SET TASK A:
Answer these questions about the mailing-list message on cost estimates for GIN indexes:
(i) Which mailing list is the message posted to?
(ii) What kind of indexscans drew the complaint of poor estimation?
(iii) According to the quoted text, how accurate were the rowcount estimates?
SET TASK B:
Continue the mailing-list message on cost estimates for GIN indexes from where it stops.

SELECTED TEXT:
Re: Qual evaluation cost estimates for GIN indexes

From: "ktm(at)rice(dot)edu" <ktm(at)rice(dot)edu>
To: Marc Mamin <M(dot)Mamin(at)intershop(dot)de>
Cc: Tom Lane <tgl(at)sss(dot)pgh(dot)pa(dot)us>, Oleg Bartunov <oleg(at)sai(dot)msu(dot)su>, Teodor Sigaev <teodor(at)sigaev(dot)ru>, pgsql-hackers(at)postgreSQL(dot)org, jesper(at)krogh(dot)cc
Subject: Re: Qual evaluation cost estimates for GIN indexes
Date: 2012-02-20 14:24:11
Message-ID: 20120220142411.GA9564@aart.rice.edu
Views: Raw Message | Whole Thread | Download mbox | Resend email
Thread:
Lists: pgsql-hackers

On Mon, Feb 20, 2012 at 10:18:31AM +0100, Marc Mamin wrote:
> > I looked into the complaint here of poor estimation for GIN
> indexscans:
> > http://archives.postgresql.org/pgsql-performance/2012-02/msg00028.php
> > At first glance it sounds like a mistake in selectivity estimation,
> > but it isn't: the rowcount estimates are pretty nearly dead on.

LISTED RECORDS:
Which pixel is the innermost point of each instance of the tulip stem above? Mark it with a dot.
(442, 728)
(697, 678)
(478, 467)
--
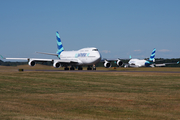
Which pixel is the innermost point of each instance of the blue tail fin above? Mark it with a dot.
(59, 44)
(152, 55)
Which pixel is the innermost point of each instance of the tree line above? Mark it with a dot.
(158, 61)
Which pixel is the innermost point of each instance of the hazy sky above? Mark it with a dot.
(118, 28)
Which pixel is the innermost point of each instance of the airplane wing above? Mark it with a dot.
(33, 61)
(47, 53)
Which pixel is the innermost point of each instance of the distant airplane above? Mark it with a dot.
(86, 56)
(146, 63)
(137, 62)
==
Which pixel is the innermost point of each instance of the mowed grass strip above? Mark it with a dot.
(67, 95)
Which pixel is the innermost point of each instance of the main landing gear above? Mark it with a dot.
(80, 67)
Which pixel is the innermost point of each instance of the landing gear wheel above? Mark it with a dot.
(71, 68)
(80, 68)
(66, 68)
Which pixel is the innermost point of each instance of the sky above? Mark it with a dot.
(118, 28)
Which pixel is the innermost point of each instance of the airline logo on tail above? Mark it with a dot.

FINAL ANSWER A:
(i) pgsql-hackers
(ii) GIN indexscans
(iii) Pretty nearly dead on

FINAL ANSWER B:
> > The problem is in the planner's estimate of the cost of executing the
> > @@ operator. We have pg_proc.procost set to 1 for ts_match_vq, but
> > actually it's a good deal more expensive than that. Some
> > experimentation suggests that @@ might be about 500 times as expensive
> > as a simple integer comparison. I don't propose pushing its procost
> > up that much, but surely at least 10 would be appropriate, maybe even
> > 100.
> >
> > However ... if you just alter pg_proc.procost in Marc's example, the
> > planner *still* picks a seqscan, even though its estimate of the
> > seqscan
> > cost surely does go up. The reason is that its estimate of the GIN
> > indexscan cost goes up just as much, since we charge one qual eval
> cost
> > per returned tuple in gincostestimate. It is easy to tell from the
> > actual runtimes that that is not what's happening in a GIN indexscan;
> > we are not re-executing the @@ operator for every tuple. But the
> > planner's cost model doesn't know that.
>
> Hello,
>
> many thanks for your feedback.
>
> I've repeated my test with a table using plain storage, which halved the
> query time.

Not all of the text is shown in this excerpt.